### Objectifs
• 1. Dans l'extrait sur l'entente, dans quelle ville a eu lieu la réunion du 14 avril 1994 ?
• 2. Reprenez l'extrait sur l'entente là où il s'arrête et écrivez la suite.

### Texte à lire
70 Enfin, la Commission a fondé ses conclusions sur des notes trouvées dans les locaux de Bischof & Klein et relatives à une réunion du 14 avril 1994, s'étant tenue à Bruxelles (Belgique) et à laquelle MM. H. et T. auraient assisté. Il n'est cependant pas évident que les notes en question portent sur l'entente, particulièrement à la lumière des explications alternatives de la requérante concernant le projet UCF. Le seul fait que les notes en cause portent sur des discussions éventuellement anticoncurrentielles et qu'elles montrent que les dirigeants de la requérante ont participé à cette réunion spécifique, ne signifie cependant pas que ces discussions concernaient l'entente ou que les participants aient eu connaissance de cette dernière. Or, la requérante n'est tenue responsable que de la participation de sa filiale à ladite entente. La Commission ne saurait donc se prévaloir des notes relatives à la réunion du 14 avril 1994.

71 En revanche, il y a lieu de rejeter l'argument selon lequel la connaissance que la requérante avait des pratiques anticoncurrentielles se limitait à la période allant des mois de septembre/octobre 1992 à 1994 et une amende correspondant à une infraction portant sur une période plus longue ne serait pas justifiée. La responsabilité de la requérante n'est pas amoindrie par le fait que M. H. aurait cessé ses activités pour la requérante en 1994. En effet, il incombait à la requérante, en sa qualité de société mère, de prendre à l'égard de ses filiales toute mesure destinée à empêcher la poursuite d'une infraction dont elle n'ignorait pas l'existence (voir, en ce sens, arrêt du Tribunal du 14 mai 1998, KNP BT/Commission, T-309-94, Rec. p. II-1007, point 49).

72 Il ressort des considérations précédentes que, bien que le grief de la requérante concernant les notes relatives au projet UCF n'apparaisse pas dépourvu de fondement, celle-ci n'a pas réussi à remettre en cause les constatations de la Commission relatives à la connaissance qu'elle avait du comportement anticoncurrentiel de Trioplast Wittenheim.

### Données fournies
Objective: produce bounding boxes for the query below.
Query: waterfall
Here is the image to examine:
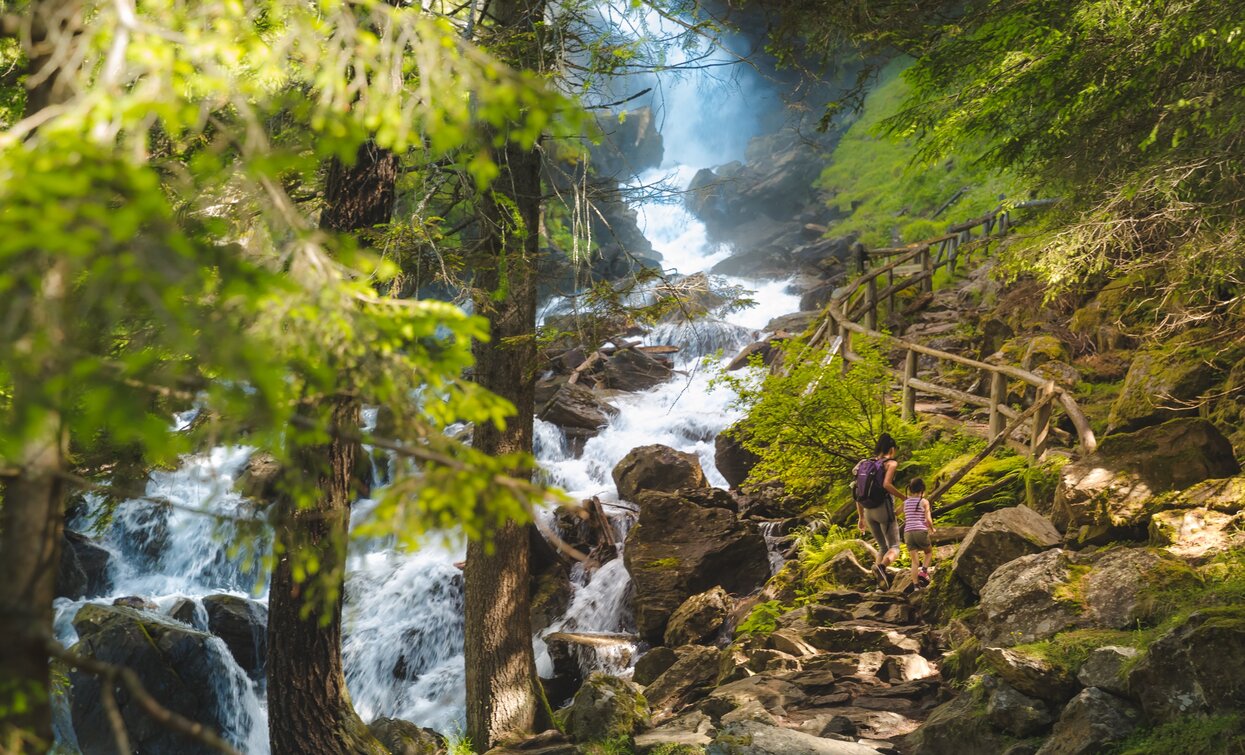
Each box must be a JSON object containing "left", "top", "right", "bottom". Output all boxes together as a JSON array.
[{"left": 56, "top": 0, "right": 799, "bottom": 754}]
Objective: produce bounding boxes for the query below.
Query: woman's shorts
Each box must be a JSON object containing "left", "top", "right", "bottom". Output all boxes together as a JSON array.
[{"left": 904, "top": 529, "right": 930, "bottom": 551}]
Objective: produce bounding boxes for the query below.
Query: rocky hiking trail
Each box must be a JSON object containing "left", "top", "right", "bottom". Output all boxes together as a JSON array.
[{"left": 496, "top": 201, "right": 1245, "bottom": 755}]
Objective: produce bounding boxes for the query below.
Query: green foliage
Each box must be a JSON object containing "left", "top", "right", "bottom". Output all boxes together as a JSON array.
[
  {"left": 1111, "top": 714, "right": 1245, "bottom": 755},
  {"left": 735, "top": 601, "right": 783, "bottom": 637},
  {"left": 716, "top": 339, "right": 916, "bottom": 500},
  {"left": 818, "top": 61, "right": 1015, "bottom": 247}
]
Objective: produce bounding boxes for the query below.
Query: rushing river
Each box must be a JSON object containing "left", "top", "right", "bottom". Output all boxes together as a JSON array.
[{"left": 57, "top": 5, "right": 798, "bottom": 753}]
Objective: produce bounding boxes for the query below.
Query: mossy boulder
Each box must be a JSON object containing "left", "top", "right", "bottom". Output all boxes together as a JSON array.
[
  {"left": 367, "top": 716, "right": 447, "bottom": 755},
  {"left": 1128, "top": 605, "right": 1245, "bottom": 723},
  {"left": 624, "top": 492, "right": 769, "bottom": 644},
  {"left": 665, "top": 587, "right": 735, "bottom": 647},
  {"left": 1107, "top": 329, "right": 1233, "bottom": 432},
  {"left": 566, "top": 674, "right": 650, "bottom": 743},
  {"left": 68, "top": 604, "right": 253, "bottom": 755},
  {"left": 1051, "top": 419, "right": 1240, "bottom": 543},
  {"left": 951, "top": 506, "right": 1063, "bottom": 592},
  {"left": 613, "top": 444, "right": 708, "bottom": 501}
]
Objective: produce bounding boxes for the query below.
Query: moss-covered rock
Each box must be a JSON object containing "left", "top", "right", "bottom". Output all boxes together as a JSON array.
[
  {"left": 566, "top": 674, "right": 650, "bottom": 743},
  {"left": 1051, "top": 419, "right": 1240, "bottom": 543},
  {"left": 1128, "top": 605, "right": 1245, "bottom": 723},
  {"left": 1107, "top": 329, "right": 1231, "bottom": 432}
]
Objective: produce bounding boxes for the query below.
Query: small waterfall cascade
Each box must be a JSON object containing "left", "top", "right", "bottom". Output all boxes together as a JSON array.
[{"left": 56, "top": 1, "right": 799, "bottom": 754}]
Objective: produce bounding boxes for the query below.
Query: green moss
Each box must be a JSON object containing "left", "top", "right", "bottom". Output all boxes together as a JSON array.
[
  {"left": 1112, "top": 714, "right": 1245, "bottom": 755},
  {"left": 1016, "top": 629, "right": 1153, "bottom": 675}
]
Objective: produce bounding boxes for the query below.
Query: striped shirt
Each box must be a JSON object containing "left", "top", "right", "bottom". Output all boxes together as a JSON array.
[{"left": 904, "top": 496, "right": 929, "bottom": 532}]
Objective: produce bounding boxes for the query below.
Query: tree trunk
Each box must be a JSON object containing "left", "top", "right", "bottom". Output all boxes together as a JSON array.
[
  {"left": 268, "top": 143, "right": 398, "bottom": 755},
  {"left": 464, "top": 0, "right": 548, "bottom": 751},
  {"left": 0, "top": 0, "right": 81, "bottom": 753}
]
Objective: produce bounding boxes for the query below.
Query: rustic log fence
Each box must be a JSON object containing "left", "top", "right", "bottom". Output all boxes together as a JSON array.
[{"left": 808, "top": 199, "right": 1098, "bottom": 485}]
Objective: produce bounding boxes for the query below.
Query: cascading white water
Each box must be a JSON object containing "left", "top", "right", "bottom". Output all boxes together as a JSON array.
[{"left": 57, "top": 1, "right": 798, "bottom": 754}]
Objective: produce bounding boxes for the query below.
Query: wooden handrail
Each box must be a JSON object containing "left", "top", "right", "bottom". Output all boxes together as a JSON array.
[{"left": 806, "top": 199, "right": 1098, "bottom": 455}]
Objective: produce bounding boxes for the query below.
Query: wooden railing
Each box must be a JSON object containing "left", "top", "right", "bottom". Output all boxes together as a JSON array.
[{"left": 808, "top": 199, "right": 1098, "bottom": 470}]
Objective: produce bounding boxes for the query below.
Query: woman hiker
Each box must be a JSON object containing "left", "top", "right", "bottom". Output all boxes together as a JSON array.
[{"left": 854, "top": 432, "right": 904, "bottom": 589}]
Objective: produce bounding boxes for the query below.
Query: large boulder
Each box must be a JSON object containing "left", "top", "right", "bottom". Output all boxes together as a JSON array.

### Réponses dans l'ordre
• 1. À Bruxelles, en Belgique.

• 2.
73 Partant, il y a lieu de rejeter la troisième branche du deuxième moyen.

c) En ce qui concerne la quatrième branche, relative aux moyens de la requérante lui permettant d'exercer un contrôle sur Trioplast Wittenheim

74 La requérante fait remarquer que la circonstance qu'une société mère ait les moyens d'exercer un contrôle sur une filiale ne justifie pas en elle-même la conclusion selon laquelle elle exerce ce contrôle ou que les deux sociétés forment une seule entreprise. À cet égard, elle réitère l'assertion selon laquelle la seule question pertinente est celle de savoir si elle a influencé à maintes reprises Trioplast Wittenheim, et notamment son comportement commercial. Elle se réfère, à cet égard, à plusieurs facteurs mentionnés dans la décision attaquée.

75 La Commission considère que ces arguments ne sont pas fondés.

76 Tout d'abord, il ressort de la jurisprudence citée au point 30 ci-dessus que la Commission est en droit de présumer qu'une société mère exerce une influence sur le comportement de sa filiale sur le marché dès lors qu'elle détient 100 % du capital de ladite filiale. Pour autant que la requérante tend à faire valoir, dans la requête, qu'il incombait à la Commission de démontrer qu'elle avait, en tant que société mère, influencé à maintes reprises le comportement de Trioplast Wittenheim, son grief ne saurait, par conséquent, être accueilli. En fait, il appartenait à la requérante de prouver, par tout moyen, le contraire.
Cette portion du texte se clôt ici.